**OBJECTIF**
D'après le passage fourni, quelle était la motivation principale du voyage des conquistadors en Amérique ?
=== PASSAGE FOURNI ===
Arcanes, la lettre


Chaque mois, l'équipe des Archives s'exerce à traiter un sujet à partir de documents d'archives ou de ressources en ligne. Ainsi, des thèmes aussi variés que la mode, la chanson, le cinéma, le feu sont abordés...

HORS / OR


avril 2025

DANS LES ARCANES DE


Enfant déguisé en Indien lors de la matinée Travesty, Palais des Sports, 5 mars 1959. Emile Godefroy - Mairie de Toulouse, Archives municipales, 19Fi5417.

Or de "sauvage"


avril 2025

Lors de leur arrivée en Amérique, les conquistadors furent fascinés par les parures dorées qu’arboraient les dignitaires natifs. Il faut dire que leur voyage était principalement motivé par la découverte de nouvelles richesses, au premier rang desquelles figurait l’or. Ainsi, de véritables hordes sauvages déferlèrent sur ces territoires « inconnus » en quête d’un hypothétique Eldorado provoquant directement ou indirectement la destruction des populations autochtones, tant dans le sud que le nord.
=== DONNÉES BRUTES ===
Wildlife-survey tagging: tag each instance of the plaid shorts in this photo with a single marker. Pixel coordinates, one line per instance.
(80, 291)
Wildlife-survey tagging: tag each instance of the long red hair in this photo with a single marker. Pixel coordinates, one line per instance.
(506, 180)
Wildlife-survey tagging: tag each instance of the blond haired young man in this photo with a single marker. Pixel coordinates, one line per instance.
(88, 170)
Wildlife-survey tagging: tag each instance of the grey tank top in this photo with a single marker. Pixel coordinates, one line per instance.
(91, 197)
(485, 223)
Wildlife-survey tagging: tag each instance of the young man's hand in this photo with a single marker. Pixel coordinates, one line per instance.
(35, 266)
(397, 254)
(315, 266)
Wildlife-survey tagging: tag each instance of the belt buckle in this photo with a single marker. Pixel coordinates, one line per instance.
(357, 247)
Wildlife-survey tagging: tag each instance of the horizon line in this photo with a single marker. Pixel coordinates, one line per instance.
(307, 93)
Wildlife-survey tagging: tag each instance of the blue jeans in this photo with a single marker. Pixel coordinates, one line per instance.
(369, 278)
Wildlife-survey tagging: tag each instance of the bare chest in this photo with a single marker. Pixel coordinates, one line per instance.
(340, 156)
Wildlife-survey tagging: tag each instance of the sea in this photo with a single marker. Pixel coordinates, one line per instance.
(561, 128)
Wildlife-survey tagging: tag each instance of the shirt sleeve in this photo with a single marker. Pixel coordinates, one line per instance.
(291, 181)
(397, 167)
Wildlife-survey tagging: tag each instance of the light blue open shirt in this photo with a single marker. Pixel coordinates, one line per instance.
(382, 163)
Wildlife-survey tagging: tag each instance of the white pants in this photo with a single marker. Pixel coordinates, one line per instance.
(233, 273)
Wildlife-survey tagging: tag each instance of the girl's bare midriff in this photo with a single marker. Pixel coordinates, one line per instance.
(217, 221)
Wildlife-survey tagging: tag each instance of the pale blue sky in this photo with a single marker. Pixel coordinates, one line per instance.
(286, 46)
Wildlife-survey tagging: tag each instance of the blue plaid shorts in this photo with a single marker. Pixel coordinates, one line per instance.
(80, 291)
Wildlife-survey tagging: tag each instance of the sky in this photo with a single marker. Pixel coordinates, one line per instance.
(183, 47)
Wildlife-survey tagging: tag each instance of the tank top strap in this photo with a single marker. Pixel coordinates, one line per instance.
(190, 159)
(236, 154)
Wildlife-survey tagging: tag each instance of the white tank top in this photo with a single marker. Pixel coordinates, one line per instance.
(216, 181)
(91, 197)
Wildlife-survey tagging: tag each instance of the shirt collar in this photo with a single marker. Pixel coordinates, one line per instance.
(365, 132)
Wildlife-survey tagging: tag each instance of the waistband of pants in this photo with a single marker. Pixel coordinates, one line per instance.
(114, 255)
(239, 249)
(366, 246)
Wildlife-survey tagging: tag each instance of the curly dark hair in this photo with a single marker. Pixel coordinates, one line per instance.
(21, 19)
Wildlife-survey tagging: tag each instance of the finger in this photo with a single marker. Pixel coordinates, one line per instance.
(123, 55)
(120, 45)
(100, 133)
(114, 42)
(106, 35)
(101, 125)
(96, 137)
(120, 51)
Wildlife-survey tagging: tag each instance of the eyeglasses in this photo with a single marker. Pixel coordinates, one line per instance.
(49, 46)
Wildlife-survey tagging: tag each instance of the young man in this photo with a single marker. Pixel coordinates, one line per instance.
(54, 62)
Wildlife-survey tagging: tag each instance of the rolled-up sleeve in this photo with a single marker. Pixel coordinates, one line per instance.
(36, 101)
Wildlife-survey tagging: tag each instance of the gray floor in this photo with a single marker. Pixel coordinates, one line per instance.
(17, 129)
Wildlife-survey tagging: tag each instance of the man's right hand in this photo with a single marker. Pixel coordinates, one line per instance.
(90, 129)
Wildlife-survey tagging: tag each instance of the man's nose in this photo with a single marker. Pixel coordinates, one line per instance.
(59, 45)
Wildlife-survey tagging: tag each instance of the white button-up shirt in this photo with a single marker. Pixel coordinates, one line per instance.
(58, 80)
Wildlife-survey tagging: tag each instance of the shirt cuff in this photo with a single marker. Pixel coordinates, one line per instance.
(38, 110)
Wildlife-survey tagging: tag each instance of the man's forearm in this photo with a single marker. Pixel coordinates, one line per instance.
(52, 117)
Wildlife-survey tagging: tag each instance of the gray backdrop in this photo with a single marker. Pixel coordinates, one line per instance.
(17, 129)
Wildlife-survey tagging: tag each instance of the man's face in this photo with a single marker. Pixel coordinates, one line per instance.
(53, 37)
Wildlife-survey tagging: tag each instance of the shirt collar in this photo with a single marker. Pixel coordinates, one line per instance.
===
**RÉSULTAT DE L'EXERCICE**
La découverte de nouvelles richesses, au premier rang desquelles figurait l'or.